Your instructions -
Could you write out the listing below again, substituting "marker" for each "pin" and keeping everything else the same?
___ Data provided ___
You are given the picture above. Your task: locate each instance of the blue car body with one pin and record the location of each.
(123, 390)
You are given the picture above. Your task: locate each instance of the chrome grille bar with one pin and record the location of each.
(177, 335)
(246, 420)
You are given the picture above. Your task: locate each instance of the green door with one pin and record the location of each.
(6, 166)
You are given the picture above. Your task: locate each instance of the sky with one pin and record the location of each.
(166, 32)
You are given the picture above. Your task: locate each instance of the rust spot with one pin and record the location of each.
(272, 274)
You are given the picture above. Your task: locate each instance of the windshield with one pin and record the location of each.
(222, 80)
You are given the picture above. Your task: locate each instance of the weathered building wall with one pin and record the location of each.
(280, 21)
___
Written answer -
You are given the picture above. Your task: locate each instance of the blue car body with one marker and record the location of each.
(123, 390)
You are given the picture above. Your task: locate each instance of the chrome grille bar with one marker and record the location of each.
(177, 335)
(246, 420)
You are given the picture above. Your task: locate each instance of the green door with one marker and record the location of each.
(6, 166)
You are given the picture above. Your task: locate each instance of the sky with one marker and record the location of each.
(166, 32)
You are given the picture above. Your task: locate each instance of the rust spot with one marker and record the location of each.
(272, 274)
You are given the picture above. Your task: locate each instance of the windshield with one marker and record the location of each.
(222, 80)
You are given the picture above. Your task: locate each instance of the weathered building wall with one marker and record the location of each.
(280, 21)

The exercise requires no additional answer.